■ 提示文:

==*==

>> JAL ホノルルマラソン2005 <<



遠い日の記憶


今から遡る事、約10年…
そのとき自分はラジオの深夜放送を聴いていた。

何のイベントだったかは忘れたが、ホノルルマラソンを走りながら電話でレポートするような内容だった。

そして放送時間ギリギリでゴールに間に合わなくて…
そしてその何かに感動を覚え、今は無理でも、きっといつか自分も走りたい、という思いを抱き続けて。。。




フルマラソンに向けて


2005年初春。

走り始めた動機はよく分からない。でも、一度はフルマラソンを走りたい、という気持ちがあったのは確かだった。
しかし、恥ずかしながら10年前の感動はこのとき完全に忘れていた。


走る動機付けのためにエントリーした10kmマラソン。
エントリーしてからトレーニングを開始するいつもの強引さ。

トレーニングをし始めた頃は案の定、5kmを走るのがやっとだった。
しかし、本番を走る頃には、かなりゆっくりながらも10kmを何とか走り切れるようになっていた。




2005年初夏。

何を狂ったか、皇居30kmマラソンにエントリー。
この頃、10km程度であれば比較的ラクに走れるようになってはいたものの、30kmは一見無謀とも言える挑戦だった。
しかし、作戦はあった。

それは、30kmを走り切る方法…ではなく、1周5kmという周回コースを利用した「20kmで途中棄権」という、後ろ向きな作戦だったのだ。

==*==

コレクションに保存された項目:

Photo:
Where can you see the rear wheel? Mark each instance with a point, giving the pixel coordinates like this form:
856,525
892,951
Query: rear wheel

==*==

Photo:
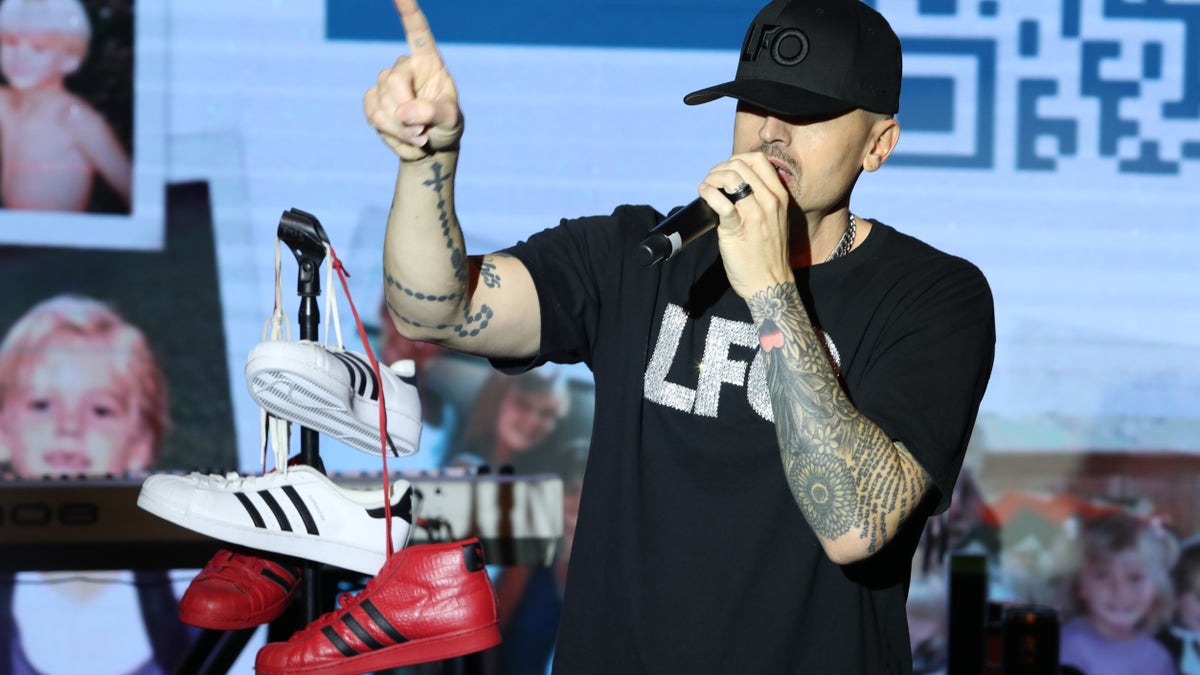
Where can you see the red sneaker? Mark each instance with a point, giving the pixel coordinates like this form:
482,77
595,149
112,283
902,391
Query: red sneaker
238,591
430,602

==*==

■ 課題の目的: ホノルルマラソンの文章から、「何を狂ったか、皇居30kmマラソンにエントリー。」から「棄権」という、後ろ向きな作戦だったのだ。」までの部分を一字一句違えずに書き写せ。

■ 課題の解答:
何を狂ったか、皇居30kmマラソンにエントリー。
この頃、10km程度であれば比較的ラクに走れるようになってはいたものの、30kmは一見無謀とも言える挑戦だった。
しかし、作戦はあった。

それは、30kmを走り切る方法…ではなく、1周5kmという周回コースを利用した「20kmで途中棄権」という、後ろ向きな作戦だったのだ。